**EXERCISE GOAL:** Your job is to restate each entry word for word.

(Beginning of DATA FOR THIS EXERCISE)

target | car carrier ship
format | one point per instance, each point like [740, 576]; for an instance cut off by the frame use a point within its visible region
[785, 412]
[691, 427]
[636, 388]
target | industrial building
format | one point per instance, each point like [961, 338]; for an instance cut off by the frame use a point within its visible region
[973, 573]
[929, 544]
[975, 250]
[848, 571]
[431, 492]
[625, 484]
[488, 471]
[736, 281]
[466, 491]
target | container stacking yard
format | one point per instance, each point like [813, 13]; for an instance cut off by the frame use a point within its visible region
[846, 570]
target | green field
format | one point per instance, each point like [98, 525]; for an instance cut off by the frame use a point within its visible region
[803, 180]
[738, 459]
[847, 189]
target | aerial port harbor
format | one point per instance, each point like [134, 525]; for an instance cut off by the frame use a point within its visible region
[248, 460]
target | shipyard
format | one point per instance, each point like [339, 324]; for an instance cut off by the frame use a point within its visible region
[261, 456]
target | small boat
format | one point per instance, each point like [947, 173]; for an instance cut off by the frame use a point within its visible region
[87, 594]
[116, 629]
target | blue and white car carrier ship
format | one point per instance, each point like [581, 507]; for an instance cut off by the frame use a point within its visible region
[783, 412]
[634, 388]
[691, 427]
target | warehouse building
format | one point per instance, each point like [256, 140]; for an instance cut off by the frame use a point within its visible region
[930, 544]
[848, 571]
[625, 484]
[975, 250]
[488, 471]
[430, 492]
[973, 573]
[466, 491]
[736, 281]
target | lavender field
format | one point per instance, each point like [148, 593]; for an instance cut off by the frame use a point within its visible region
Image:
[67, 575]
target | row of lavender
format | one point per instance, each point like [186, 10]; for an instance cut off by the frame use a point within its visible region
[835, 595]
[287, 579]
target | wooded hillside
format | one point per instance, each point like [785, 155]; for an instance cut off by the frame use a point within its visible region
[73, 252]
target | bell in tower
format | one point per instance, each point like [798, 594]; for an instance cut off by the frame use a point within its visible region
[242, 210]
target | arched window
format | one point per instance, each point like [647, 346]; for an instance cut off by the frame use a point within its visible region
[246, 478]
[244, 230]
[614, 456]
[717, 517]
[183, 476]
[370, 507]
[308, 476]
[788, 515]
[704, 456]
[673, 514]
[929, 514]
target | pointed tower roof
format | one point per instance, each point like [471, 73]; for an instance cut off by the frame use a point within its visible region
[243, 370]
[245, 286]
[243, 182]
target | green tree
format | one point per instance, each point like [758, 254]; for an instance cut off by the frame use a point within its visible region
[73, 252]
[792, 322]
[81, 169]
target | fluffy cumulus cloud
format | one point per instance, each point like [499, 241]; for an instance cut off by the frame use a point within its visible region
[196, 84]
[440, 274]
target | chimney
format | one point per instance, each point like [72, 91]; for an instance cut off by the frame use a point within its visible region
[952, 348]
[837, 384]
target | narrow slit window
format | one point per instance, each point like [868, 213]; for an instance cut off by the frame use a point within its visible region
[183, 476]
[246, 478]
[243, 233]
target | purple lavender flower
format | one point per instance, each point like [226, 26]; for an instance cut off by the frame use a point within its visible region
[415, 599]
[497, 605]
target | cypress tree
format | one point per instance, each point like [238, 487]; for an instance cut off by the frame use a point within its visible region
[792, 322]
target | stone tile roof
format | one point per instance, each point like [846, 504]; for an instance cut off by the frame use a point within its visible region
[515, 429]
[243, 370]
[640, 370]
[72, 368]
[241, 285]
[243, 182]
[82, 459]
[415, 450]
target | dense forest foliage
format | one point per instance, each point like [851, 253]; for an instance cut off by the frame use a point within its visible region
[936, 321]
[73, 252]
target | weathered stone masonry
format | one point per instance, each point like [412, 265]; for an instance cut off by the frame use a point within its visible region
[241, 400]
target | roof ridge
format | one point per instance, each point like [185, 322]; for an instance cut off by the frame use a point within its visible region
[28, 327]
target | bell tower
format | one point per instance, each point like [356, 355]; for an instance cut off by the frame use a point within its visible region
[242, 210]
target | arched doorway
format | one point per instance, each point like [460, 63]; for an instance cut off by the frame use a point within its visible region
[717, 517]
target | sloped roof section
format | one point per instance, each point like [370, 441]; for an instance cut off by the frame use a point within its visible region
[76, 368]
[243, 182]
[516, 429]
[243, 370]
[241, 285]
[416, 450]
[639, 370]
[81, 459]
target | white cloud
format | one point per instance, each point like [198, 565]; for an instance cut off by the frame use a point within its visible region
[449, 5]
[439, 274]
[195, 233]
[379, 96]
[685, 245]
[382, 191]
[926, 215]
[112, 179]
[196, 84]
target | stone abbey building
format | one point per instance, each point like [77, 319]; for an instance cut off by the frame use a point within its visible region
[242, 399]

(End of DATA FOR THIS EXERCISE)

**TASK SOLUTION:**
target | car carrier ship
format | one point per instance, each point like [740, 576]; for an instance cut off by the frame use a point within its visible region
[785, 412]
[691, 427]
[636, 388]
target | industrial building
format | one point per instance, each point like [961, 338]; for an instance cut off by the frame use a point within its visible region
[973, 573]
[929, 544]
[975, 250]
[848, 571]
[431, 492]
[625, 484]
[488, 471]
[736, 281]
[466, 491]
target | container stacking yard
format | one point per instance, each point like [813, 13]; for an instance cut off by the frame use a point within its visible region
[846, 570]
target | green field
format | one point per instance, each point like [98, 525]; for an instance cut off by the frame use a point within its visible region
[803, 180]
[738, 459]
[847, 189]
target | aerial port harbor
format | one point per instance, each point like [134, 525]; for an instance cut off by the frame use a point within its visible region
[248, 460]
target | shipyard
format | one point per instance, each point like [339, 324]; for an instance cut off by the frame use a point within its visible region
[261, 456]
target | small boat
format | one point per instance, each point like [947, 173]; for an instance cut off by the frame use a point within its visible region
[87, 594]
[116, 629]
target | blue and white car carrier ship
format | one point per instance, each point like [581, 507]; for an instance cut off by the frame use a point within its visible region
[783, 412]
[634, 388]
[691, 427]
target | warehouse building
format | one point per instance, each point like [256, 140]; for an instance cut off by the frame use a point within its visible region
[930, 544]
[848, 571]
[625, 484]
[975, 250]
[488, 471]
[430, 492]
[973, 573]
[466, 491]
[736, 281]
target | lavender field
format | one point per instance, each point like [148, 593]; for an instance cut off by the frame use a point within its visible region
Image:
[67, 575]
target | row of lavender
format | one point per instance, each point like [186, 10]; for an instance cut off by the frame use a point within its visible region
[835, 595]
[287, 579]
target | wooded hillside
format | one point per instance, each point like [785, 155]; for an instance cut off by the frame use a point within its visible region
[73, 252]
target | bell in tower
format | one point per instance, each point like [798, 594]; for an instance cut off by the frame use a point within its visible region
[242, 210]
target | arched window
format | one point per instance, each point like [647, 346]; for an instance cut off by the frame use a point within its visible region
[246, 478]
[244, 230]
[614, 456]
[717, 517]
[183, 476]
[370, 507]
[308, 476]
[788, 515]
[704, 456]
[673, 514]
[929, 514]
target | pointed tower roof
format | one point per instance, each point like [471, 73]; for an instance cut off by the frame use a point within its visible region
[243, 370]
[245, 286]
[243, 182]
target | green tree
format | one point per instance, each point like [758, 254]; for an instance cut off by the frame use a point within its visible region
[73, 252]
[792, 322]
[81, 169]
target | fluffy cumulus cloud
format | one point per instance, each point like [499, 241]; for an instance cut off by the frame use a point within its visible region
[196, 84]
[440, 274]
target | chimney
format | one point per instance, each point like [72, 91]; for an instance cut off by the frame use a point within its visible region
[952, 348]
[837, 384]
target | narrow slit window
format | one point per instance, each point like [868, 213]; for an instance cut off by the frame use a point within its visible region
[183, 476]
[246, 478]
[243, 233]
target | purple lavender flower
format | one point per instance, each point like [226, 26]; for an instance cut off by the frame use a point within its visible region
[415, 599]
[497, 605]
target | cypress tree
format | one point per instance, each point like [238, 487]; for an instance cut off by the frame use a point within its visible region
[792, 322]
target | stone tile roof
format | one point per instance, each point like [846, 504]; for an instance cut off by the frame use a point within its visible region
[515, 429]
[243, 370]
[640, 370]
[72, 368]
[241, 285]
[243, 182]
[82, 459]
[415, 450]
target | dense forest foliage
format | one point per instance, each point like [851, 253]; for an instance cut off by the frame use a point within its visible region
[936, 321]
[73, 252]
target | weathered stone masonry
format | one point per instance, each point like [412, 265]; for an instance cut off by the frame use a point within its visible region
[241, 400]
target | roof ridge
format | one point per instance, each point like [185, 322]; for an instance cut off by the frame use a point within its visible region
[28, 327]
target | bell tower
format | one point per instance, each point like [356, 355]; for an instance cut off by the frame use a point within its visible region
[242, 210]
target | arched doorway
format | one point per instance, each point like [460, 63]; for an instance cut off by the frame use a point within its visible region
[717, 517]
target | sloped roof section
format | one point per instance, each point like [370, 441]; for an instance cut off by the frame use a point within its visible region
[76, 368]
[243, 182]
[516, 429]
[243, 370]
[241, 285]
[416, 450]
[639, 370]
[81, 459]
target | white cloud
format | one point per instance, each point like [198, 565]; for an instance cut off by the frame use a point within its visible region
[449, 5]
[439, 274]
[195, 233]
[379, 96]
[685, 245]
[382, 191]
[926, 215]
[112, 179]
[196, 84]
target | stone abbey building
format | one point per instance, each point like [77, 319]; for an instance cut off by the frame use a point within its visible region
[242, 399]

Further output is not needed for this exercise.